(Records from a data source)
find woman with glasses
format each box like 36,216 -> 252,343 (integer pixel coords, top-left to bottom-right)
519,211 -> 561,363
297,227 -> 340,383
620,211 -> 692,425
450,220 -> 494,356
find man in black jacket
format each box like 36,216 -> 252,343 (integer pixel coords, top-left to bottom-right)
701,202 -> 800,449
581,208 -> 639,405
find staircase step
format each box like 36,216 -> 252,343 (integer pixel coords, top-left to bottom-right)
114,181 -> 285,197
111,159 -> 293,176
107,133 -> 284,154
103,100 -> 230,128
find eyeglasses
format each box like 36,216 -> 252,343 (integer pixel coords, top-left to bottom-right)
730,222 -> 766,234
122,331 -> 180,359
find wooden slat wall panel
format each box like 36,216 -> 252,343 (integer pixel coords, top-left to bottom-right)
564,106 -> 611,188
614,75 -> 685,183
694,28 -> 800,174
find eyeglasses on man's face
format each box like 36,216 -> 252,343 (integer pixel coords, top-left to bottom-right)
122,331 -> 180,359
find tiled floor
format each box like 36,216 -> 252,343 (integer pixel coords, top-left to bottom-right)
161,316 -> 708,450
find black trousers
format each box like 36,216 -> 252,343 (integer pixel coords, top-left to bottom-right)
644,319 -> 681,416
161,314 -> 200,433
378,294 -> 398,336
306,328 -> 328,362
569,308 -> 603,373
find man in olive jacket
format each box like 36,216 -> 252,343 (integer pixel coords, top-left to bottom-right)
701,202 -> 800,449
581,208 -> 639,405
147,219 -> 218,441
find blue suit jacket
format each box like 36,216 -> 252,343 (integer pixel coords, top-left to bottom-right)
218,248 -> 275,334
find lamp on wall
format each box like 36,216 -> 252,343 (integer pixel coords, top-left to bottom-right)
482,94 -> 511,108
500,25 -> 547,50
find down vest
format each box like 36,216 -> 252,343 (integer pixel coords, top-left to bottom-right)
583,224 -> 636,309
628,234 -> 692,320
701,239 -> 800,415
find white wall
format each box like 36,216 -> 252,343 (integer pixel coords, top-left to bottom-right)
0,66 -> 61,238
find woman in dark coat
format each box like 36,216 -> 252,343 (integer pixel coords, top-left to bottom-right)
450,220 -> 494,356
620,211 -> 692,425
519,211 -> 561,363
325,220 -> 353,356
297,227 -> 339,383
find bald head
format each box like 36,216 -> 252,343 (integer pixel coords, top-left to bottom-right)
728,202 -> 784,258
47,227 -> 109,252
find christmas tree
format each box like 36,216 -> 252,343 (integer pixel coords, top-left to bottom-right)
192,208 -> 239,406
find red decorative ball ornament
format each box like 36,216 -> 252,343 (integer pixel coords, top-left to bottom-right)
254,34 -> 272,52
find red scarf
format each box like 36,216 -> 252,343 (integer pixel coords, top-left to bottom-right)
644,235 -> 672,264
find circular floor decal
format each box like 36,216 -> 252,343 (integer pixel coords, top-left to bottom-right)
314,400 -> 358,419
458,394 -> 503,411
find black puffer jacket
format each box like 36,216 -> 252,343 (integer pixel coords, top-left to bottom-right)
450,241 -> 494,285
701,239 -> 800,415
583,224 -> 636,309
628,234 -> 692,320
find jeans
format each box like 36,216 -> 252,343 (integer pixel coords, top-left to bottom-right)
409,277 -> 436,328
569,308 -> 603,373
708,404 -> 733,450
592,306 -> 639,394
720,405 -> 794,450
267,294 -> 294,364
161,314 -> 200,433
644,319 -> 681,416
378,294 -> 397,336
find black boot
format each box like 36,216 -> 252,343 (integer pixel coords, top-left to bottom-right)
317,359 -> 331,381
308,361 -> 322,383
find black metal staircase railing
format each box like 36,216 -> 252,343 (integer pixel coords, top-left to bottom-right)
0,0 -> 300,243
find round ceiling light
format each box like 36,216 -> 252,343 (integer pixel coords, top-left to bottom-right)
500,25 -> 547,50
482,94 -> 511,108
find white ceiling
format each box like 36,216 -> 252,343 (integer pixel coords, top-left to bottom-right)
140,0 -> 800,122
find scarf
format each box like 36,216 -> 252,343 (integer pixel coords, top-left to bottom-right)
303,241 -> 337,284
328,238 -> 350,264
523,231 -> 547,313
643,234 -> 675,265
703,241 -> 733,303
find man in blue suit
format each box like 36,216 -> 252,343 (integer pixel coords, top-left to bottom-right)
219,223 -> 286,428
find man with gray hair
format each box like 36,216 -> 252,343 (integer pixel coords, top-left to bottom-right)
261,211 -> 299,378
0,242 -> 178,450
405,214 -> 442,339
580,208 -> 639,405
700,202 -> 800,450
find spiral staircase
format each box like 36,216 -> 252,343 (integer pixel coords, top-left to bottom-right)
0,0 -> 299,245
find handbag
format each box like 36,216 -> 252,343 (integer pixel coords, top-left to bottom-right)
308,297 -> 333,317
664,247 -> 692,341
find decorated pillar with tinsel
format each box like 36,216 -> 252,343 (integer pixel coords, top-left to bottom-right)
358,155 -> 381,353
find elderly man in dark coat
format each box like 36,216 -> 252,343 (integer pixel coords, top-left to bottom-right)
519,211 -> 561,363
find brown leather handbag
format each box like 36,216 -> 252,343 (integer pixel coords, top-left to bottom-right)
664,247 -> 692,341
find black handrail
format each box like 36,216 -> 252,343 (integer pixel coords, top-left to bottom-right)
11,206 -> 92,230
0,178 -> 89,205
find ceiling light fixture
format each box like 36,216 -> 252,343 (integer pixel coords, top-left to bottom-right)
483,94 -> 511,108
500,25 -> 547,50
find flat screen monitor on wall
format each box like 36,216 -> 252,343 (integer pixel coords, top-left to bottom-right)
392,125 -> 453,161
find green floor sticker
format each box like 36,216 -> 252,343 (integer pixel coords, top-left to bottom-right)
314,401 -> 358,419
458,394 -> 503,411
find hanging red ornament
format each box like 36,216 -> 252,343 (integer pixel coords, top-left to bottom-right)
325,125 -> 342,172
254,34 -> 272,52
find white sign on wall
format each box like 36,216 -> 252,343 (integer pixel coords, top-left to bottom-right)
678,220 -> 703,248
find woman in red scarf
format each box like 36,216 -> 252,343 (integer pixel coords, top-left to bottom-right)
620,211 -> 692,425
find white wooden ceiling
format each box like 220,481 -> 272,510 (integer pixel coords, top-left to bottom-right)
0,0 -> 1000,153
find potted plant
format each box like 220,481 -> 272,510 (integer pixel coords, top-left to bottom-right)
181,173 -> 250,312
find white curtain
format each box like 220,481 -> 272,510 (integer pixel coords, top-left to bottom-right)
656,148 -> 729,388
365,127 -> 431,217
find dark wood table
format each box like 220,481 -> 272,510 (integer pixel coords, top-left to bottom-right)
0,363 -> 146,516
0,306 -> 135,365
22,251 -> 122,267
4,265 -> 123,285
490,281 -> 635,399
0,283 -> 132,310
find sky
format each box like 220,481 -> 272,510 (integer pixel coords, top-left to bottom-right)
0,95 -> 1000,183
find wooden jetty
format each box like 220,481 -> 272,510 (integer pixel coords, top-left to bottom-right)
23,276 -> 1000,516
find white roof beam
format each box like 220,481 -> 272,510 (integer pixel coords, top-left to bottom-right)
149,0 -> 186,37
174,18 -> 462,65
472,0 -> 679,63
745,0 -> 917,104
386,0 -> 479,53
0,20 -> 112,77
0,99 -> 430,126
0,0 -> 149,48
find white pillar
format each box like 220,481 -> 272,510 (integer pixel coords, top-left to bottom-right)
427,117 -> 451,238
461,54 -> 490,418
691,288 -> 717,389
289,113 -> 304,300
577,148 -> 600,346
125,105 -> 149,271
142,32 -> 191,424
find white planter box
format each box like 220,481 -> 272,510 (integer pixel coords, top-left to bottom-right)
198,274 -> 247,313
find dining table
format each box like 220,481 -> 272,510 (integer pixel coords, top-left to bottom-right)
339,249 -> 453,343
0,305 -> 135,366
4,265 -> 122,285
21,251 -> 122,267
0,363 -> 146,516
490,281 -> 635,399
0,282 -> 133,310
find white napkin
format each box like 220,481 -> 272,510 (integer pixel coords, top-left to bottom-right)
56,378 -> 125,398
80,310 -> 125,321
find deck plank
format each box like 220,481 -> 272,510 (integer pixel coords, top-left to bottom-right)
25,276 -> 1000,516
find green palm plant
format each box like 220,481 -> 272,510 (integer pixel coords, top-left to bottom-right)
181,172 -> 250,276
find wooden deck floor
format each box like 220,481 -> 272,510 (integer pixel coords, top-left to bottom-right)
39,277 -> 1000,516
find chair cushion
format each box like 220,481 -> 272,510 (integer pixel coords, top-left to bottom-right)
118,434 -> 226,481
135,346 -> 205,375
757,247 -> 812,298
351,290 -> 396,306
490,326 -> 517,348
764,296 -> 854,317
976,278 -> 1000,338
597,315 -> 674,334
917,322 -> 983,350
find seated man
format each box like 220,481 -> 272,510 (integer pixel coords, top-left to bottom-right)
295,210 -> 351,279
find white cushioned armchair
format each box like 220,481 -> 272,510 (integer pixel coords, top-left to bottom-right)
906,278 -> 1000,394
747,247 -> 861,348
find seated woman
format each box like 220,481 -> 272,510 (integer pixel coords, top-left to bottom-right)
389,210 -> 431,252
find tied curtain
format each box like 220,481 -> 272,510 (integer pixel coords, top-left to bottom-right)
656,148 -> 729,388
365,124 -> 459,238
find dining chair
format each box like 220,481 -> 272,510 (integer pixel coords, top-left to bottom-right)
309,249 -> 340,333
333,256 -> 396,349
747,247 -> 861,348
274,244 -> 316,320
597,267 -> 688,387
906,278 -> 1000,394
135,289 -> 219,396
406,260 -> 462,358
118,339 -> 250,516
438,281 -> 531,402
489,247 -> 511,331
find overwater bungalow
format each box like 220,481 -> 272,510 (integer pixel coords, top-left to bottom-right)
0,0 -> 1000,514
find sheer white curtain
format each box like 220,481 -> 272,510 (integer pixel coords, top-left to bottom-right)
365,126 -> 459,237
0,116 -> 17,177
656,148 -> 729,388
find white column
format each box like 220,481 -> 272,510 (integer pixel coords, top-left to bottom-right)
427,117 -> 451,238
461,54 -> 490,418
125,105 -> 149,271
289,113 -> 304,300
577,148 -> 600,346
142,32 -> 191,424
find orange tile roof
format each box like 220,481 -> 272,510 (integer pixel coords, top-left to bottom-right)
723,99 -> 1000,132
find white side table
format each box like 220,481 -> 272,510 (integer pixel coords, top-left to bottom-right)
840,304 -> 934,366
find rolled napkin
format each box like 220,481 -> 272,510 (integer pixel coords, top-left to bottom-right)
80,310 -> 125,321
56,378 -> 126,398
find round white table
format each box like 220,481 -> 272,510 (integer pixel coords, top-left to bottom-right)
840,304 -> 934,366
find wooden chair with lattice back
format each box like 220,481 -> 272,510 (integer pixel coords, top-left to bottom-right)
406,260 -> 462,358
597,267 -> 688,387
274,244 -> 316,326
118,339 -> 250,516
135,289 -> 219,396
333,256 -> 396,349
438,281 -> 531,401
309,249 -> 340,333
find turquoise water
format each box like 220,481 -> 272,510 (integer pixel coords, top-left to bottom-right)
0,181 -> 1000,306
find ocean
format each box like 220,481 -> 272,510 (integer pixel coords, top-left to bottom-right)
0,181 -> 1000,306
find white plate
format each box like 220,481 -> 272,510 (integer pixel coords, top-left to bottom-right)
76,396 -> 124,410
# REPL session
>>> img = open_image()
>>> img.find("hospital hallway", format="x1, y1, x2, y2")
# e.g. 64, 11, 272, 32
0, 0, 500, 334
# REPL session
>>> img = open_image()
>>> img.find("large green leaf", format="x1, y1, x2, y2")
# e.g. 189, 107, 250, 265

* **Directive**
Reproduce the listing between the lines holding "find white wall" and "0,66 -> 61,238", inclusive, keeping the request lines and the format sample unchanged. Shift every coordinate in the answer boxes by adding 23 to it.

* **Result**
find white wall
format each box like 36,216 -> 252,343 (integer pixel coords, top-left to bottom-right)
23,89 -> 84,261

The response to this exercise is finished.